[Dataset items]
▼▼▼

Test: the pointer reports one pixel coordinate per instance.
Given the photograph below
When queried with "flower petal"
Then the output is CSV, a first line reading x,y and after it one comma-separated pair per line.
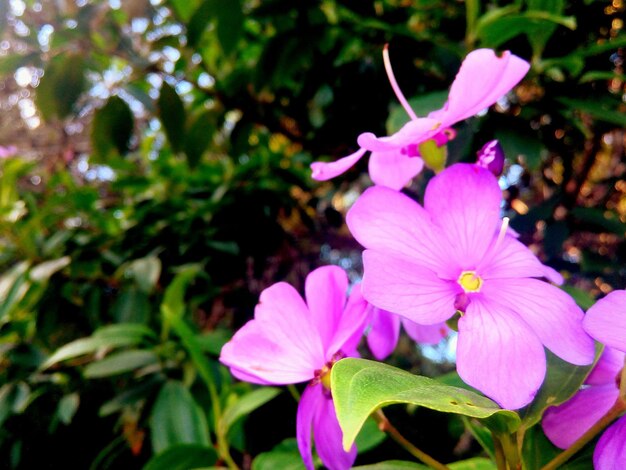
x,y
498,354
281,345
391,222
565,423
322,171
328,437
425,334
606,369
413,132
393,169
408,289
513,259
606,320
349,332
550,312
610,452
482,79
326,290
384,332
464,202
307,408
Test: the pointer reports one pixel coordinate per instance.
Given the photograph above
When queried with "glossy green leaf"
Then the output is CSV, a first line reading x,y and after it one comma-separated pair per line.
x,y
108,337
145,272
393,465
602,111
176,418
198,137
120,362
246,404
360,387
112,129
68,405
61,86
172,115
562,381
182,457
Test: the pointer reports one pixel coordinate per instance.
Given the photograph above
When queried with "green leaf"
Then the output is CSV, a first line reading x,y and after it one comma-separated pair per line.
x,y
285,456
109,337
112,129
370,436
172,115
146,272
68,405
119,363
245,405
132,306
173,305
392,465
198,137
477,463
360,387
182,457
177,419
562,381
61,85
43,271
602,111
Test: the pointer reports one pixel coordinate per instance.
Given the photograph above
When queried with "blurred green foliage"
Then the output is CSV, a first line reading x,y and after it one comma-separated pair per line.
x,y
162,182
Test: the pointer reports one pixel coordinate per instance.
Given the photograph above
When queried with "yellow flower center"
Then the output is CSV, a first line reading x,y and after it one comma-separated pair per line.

▲▲▲

Copy all of the lines above exactly as they appear, leaving out the pictures.

◆ SOLUTION TO THIS PROBLEM ◆
Test: the pointer reports one pixel coordinate per instance.
Given the photograph below
When queried with "flower petal"
Then the output is CSV, a first line reading x,y and after it one comma-separated pair per line.
x,y
498,354
281,345
391,222
565,423
322,171
328,437
425,334
606,369
413,132
393,169
408,289
513,259
606,320
349,332
550,312
610,452
482,79
326,290
384,332
464,202
307,408
Test: the pointer reports one pixel coordinate per instance.
Given the photograph above
When queried with "glossy green leaf"
Then the output is CSV, a first line reading x,y and after it one comma-separated pair per line.
x,y
108,337
145,272
393,465
602,111
176,418
198,137
120,362
246,404
360,387
112,129
68,405
61,86
172,115
562,381
182,457
Test: the pointer reports one pixel coordinate per instance.
Given the photograph above
When queried with "green leaf"
Then the output is CSV, a first line reading x,y and after it one comma-separated pair per line.
x,y
285,456
109,337
112,129
370,436
172,115
146,272
68,405
119,363
245,405
132,306
173,305
392,465
198,137
477,463
360,387
182,457
177,419
562,381
61,85
43,271
602,111
Test: the pointer reports one pixel coordinate per instance.
Given the photograph above
When queried with "blurred green foliage"
Then the output is CSV, a first line reading x,y and after it one comma-separated pair per line.
x,y
162,182
Test: the pointer reports one pixel coordinate per instance.
Given the photograph above
When queried with "yellow flower center"
Then the output is CSV, a first line reading x,y and after it one comma-separated pair per line.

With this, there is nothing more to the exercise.